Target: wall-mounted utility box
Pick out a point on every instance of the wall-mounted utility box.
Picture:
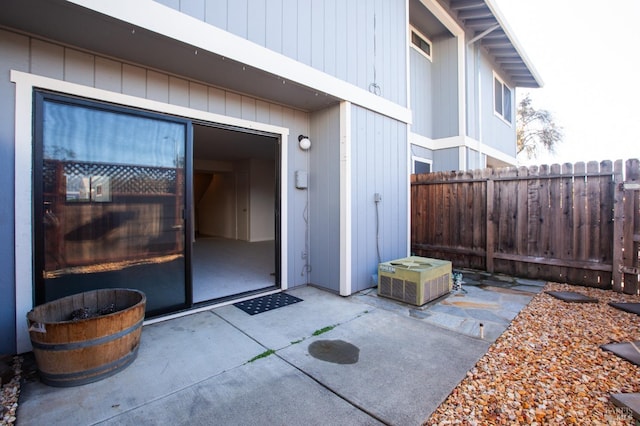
(415, 280)
(301, 179)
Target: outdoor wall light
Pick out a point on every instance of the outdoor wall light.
(304, 142)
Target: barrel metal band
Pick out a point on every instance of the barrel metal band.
(90, 375)
(85, 343)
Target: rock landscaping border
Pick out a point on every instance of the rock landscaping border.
(548, 368)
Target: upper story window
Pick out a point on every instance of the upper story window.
(501, 99)
(421, 43)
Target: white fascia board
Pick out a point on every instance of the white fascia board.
(164, 20)
(345, 199)
(514, 41)
(461, 141)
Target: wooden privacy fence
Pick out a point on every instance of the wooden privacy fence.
(578, 224)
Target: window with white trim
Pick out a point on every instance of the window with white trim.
(502, 99)
(421, 43)
(420, 165)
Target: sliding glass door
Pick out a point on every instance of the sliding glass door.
(110, 204)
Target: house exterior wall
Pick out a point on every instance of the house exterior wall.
(434, 90)
(31, 55)
(445, 88)
(14, 54)
(379, 157)
(324, 205)
(446, 159)
(421, 86)
(361, 42)
(495, 132)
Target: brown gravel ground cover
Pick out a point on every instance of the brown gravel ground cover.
(547, 368)
(10, 394)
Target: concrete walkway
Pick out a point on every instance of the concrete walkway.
(216, 367)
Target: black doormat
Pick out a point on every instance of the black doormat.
(633, 308)
(572, 297)
(266, 303)
(625, 350)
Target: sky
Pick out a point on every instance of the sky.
(588, 55)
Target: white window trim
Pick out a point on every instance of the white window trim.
(413, 29)
(493, 91)
(415, 158)
(25, 84)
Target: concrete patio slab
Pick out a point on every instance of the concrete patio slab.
(405, 370)
(266, 391)
(173, 355)
(200, 368)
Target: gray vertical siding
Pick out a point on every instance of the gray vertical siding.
(14, 51)
(475, 159)
(51, 60)
(473, 101)
(421, 94)
(379, 165)
(324, 198)
(351, 40)
(445, 88)
(434, 90)
(422, 152)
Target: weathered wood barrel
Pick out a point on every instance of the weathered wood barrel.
(86, 337)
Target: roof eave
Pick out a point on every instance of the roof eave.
(516, 45)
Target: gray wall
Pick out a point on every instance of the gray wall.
(446, 159)
(475, 159)
(14, 54)
(421, 94)
(335, 36)
(473, 101)
(420, 151)
(434, 90)
(445, 88)
(324, 199)
(379, 165)
(32, 55)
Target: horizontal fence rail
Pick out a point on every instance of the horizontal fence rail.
(573, 223)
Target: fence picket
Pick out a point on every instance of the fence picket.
(566, 223)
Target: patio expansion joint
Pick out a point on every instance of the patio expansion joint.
(311, 377)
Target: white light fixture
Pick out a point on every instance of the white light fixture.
(304, 142)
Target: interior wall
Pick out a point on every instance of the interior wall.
(261, 200)
(217, 208)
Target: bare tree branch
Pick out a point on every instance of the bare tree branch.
(536, 129)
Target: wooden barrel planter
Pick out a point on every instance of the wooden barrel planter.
(86, 337)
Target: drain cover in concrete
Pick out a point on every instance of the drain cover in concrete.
(634, 308)
(625, 350)
(571, 296)
(627, 401)
(335, 351)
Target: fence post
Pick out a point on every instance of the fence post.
(618, 226)
(490, 227)
(630, 255)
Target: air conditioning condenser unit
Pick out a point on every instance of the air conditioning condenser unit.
(415, 280)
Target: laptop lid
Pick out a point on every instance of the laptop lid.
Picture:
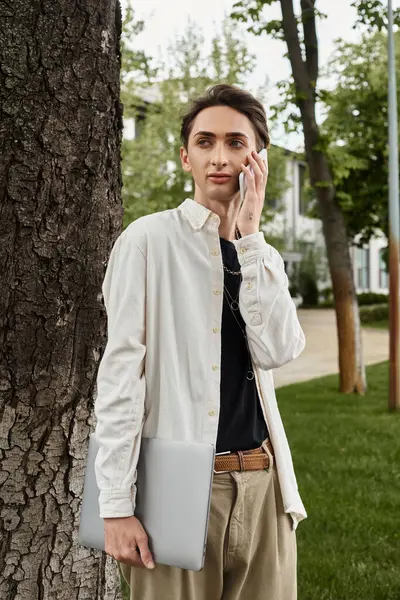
(174, 484)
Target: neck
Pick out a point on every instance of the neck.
(227, 209)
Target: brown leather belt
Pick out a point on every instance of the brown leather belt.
(246, 460)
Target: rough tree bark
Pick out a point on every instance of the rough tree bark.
(60, 194)
(305, 74)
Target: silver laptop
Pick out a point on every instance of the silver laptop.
(174, 483)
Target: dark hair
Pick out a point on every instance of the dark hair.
(236, 98)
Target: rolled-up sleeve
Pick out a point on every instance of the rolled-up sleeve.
(119, 406)
(273, 330)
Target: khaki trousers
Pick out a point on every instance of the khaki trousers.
(250, 553)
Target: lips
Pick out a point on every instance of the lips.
(219, 178)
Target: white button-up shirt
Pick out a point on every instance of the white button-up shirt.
(159, 375)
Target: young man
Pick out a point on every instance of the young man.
(199, 313)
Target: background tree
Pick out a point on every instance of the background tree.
(356, 131)
(60, 193)
(299, 32)
(152, 174)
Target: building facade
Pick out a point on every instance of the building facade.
(294, 232)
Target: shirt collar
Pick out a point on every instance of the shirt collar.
(197, 214)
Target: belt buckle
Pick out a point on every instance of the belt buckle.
(219, 454)
(268, 453)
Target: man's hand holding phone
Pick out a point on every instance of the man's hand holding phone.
(126, 540)
(253, 182)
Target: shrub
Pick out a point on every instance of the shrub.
(372, 313)
(369, 298)
(308, 289)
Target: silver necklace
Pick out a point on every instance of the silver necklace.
(238, 236)
(250, 372)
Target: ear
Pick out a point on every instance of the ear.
(185, 160)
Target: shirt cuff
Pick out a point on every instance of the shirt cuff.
(117, 504)
(254, 245)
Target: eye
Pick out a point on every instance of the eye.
(239, 142)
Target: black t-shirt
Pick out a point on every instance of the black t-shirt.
(241, 421)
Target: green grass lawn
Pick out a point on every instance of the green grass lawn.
(346, 453)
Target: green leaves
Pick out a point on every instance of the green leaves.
(373, 14)
(357, 129)
(153, 179)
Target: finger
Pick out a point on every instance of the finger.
(259, 162)
(250, 178)
(145, 553)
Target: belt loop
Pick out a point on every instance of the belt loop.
(241, 461)
(268, 453)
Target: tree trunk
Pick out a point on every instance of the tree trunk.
(60, 190)
(305, 74)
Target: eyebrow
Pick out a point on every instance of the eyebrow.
(230, 134)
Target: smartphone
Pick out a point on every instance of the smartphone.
(242, 179)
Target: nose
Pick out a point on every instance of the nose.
(219, 158)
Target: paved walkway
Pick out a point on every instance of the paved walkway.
(320, 356)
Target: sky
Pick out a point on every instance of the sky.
(164, 19)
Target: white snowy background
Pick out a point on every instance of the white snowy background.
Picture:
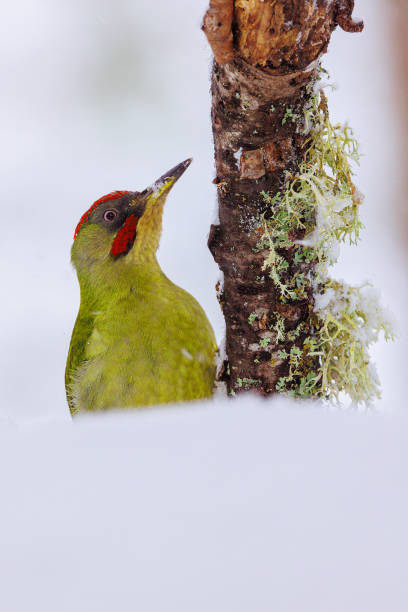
(223, 506)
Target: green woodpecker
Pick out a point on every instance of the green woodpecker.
(138, 338)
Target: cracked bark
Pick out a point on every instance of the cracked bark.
(266, 57)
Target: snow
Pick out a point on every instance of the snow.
(244, 505)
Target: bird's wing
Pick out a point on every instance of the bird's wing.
(83, 328)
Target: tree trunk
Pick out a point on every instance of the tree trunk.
(266, 63)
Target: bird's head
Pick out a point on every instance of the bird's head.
(123, 225)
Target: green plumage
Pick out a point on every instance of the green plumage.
(138, 338)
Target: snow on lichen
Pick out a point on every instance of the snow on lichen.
(320, 204)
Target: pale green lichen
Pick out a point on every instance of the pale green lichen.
(320, 203)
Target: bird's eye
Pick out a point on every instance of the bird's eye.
(110, 215)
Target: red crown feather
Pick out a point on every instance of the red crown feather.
(114, 195)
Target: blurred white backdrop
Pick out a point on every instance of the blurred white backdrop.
(101, 95)
(222, 505)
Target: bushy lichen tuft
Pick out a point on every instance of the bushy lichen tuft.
(318, 210)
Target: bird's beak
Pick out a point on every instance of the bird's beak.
(162, 186)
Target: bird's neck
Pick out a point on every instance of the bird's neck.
(115, 282)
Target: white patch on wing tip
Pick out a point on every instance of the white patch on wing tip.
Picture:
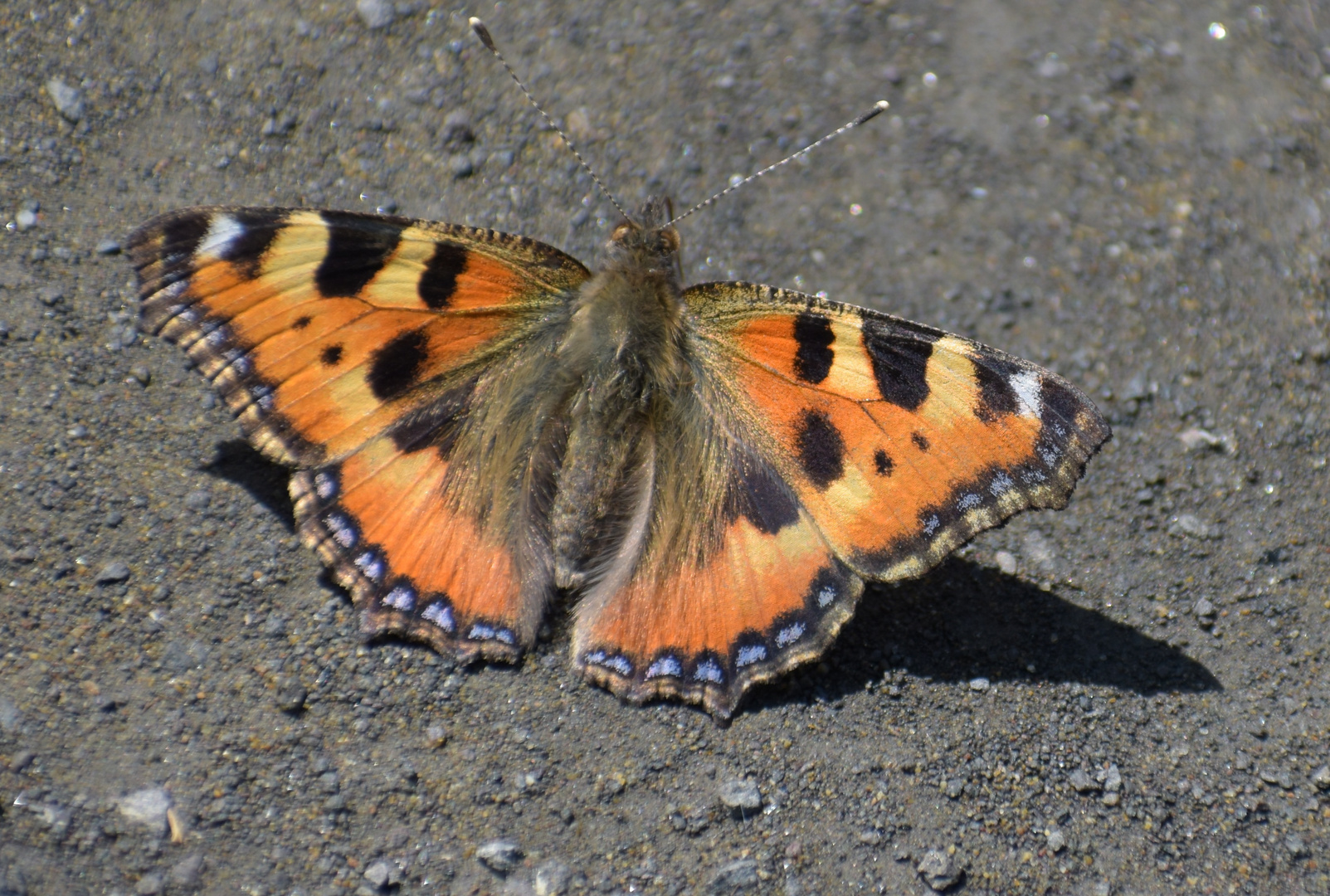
(750, 655)
(1027, 386)
(789, 635)
(665, 666)
(222, 231)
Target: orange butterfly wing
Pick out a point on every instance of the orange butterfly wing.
(353, 346)
(860, 446)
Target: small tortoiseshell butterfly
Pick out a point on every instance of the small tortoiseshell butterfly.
(476, 421)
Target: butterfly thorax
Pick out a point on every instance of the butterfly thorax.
(626, 348)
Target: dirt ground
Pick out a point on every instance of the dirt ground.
(1125, 697)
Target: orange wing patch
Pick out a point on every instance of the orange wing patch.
(414, 564)
(318, 327)
(770, 596)
(901, 441)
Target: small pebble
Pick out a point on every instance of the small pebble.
(741, 796)
(1082, 782)
(553, 878)
(460, 165)
(147, 807)
(290, 697)
(375, 13)
(185, 872)
(938, 869)
(736, 875)
(149, 884)
(383, 874)
(112, 572)
(68, 100)
(500, 855)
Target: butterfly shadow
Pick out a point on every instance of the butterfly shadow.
(268, 483)
(966, 621)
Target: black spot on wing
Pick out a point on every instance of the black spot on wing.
(395, 366)
(358, 249)
(258, 231)
(760, 494)
(439, 280)
(181, 237)
(899, 362)
(1060, 406)
(814, 355)
(821, 448)
(436, 424)
(996, 397)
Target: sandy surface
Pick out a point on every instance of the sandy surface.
(1127, 697)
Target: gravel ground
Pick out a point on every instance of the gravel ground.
(1127, 697)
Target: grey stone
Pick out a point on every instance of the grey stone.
(375, 13)
(383, 874)
(149, 884)
(1082, 782)
(1192, 527)
(499, 855)
(553, 878)
(184, 875)
(112, 573)
(147, 807)
(741, 796)
(938, 869)
(734, 875)
(68, 100)
(460, 165)
(290, 697)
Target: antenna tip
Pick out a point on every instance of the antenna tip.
(482, 32)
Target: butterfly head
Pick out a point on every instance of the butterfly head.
(648, 244)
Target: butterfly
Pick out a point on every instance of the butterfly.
(478, 423)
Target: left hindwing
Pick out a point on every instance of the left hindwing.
(820, 444)
(901, 441)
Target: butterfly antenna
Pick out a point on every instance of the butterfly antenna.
(867, 116)
(483, 33)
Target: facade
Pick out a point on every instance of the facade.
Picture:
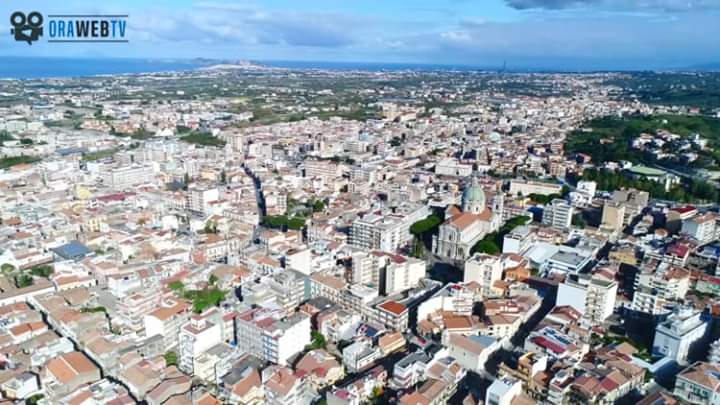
(502, 391)
(126, 177)
(703, 228)
(464, 227)
(699, 384)
(270, 336)
(386, 231)
(613, 217)
(558, 214)
(678, 336)
(484, 270)
(196, 337)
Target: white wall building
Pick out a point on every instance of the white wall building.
(675, 337)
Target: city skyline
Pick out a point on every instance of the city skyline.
(527, 34)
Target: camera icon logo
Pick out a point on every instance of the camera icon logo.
(26, 28)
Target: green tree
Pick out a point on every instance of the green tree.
(42, 271)
(170, 358)
(23, 280)
(176, 286)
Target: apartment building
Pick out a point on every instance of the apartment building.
(196, 337)
(485, 270)
(699, 384)
(558, 214)
(167, 321)
(267, 334)
(125, 177)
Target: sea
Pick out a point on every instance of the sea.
(41, 67)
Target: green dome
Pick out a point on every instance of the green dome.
(473, 199)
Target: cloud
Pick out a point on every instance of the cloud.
(657, 5)
(622, 42)
(242, 24)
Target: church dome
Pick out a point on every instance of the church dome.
(473, 199)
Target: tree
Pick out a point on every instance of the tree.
(176, 286)
(42, 271)
(23, 280)
(7, 268)
(579, 221)
(486, 246)
(170, 359)
(318, 340)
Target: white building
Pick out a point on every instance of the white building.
(387, 231)
(594, 297)
(558, 214)
(675, 337)
(484, 270)
(502, 391)
(518, 241)
(703, 228)
(126, 177)
(699, 384)
(196, 337)
(360, 355)
(199, 196)
(266, 334)
(403, 274)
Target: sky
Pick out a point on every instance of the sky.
(539, 34)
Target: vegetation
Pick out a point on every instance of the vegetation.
(92, 156)
(702, 91)
(23, 280)
(543, 199)
(210, 227)
(318, 341)
(176, 286)
(492, 243)
(5, 136)
(204, 299)
(16, 160)
(35, 399)
(610, 138)
(427, 225)
(203, 139)
(295, 222)
(689, 190)
(170, 359)
(92, 310)
(42, 271)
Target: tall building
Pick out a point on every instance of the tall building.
(196, 337)
(125, 177)
(592, 296)
(266, 334)
(200, 196)
(484, 270)
(403, 273)
(558, 214)
(464, 227)
(613, 218)
(703, 228)
(387, 230)
(699, 384)
(680, 334)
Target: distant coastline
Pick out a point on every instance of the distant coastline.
(14, 67)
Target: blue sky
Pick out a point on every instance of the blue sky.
(584, 34)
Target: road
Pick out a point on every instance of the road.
(476, 383)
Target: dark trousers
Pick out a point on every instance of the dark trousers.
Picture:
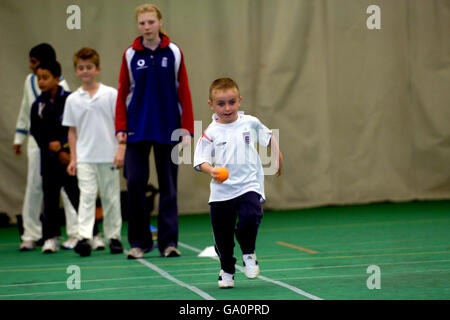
(55, 177)
(137, 173)
(247, 208)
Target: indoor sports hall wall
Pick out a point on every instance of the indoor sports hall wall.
(363, 114)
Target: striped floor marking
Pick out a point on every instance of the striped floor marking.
(293, 246)
(166, 275)
(279, 283)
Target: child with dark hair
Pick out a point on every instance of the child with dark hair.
(32, 227)
(51, 137)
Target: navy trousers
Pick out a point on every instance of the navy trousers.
(137, 173)
(247, 209)
(55, 177)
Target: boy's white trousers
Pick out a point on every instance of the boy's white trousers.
(105, 178)
(32, 204)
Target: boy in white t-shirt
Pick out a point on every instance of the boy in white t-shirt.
(229, 142)
(33, 193)
(89, 114)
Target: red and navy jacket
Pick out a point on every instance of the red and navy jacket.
(153, 98)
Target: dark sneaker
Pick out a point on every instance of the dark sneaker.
(115, 246)
(83, 248)
(226, 280)
(27, 245)
(170, 252)
(135, 253)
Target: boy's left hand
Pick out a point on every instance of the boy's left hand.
(64, 157)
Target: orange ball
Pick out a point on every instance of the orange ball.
(222, 173)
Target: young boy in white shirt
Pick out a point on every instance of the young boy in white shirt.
(89, 113)
(33, 193)
(229, 142)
....
**Objective:** Repeat only the stretch of lines that opens with the line containing "Target: red and navy jacket" and closes with the final line of the entries, both included, exactly as written.

**Answer to this task:**
Target: red and navy jacket
Pick out a point on every instance of the red and navy jacket.
(153, 98)
Target: dark sneaker
Pick out a point on every instance of the dark sneaker.
(115, 246)
(83, 248)
(226, 280)
(27, 245)
(170, 252)
(135, 253)
Target: boy's left hand
Pick out a point on every instance of the boy's left hand.
(64, 157)
Target: orange ball
Pick out a point on every instance of the orange ball.
(222, 173)
Target: young boy in white shirt
Pick out a point on every instance of the young boy in white shirt.
(89, 113)
(33, 193)
(229, 142)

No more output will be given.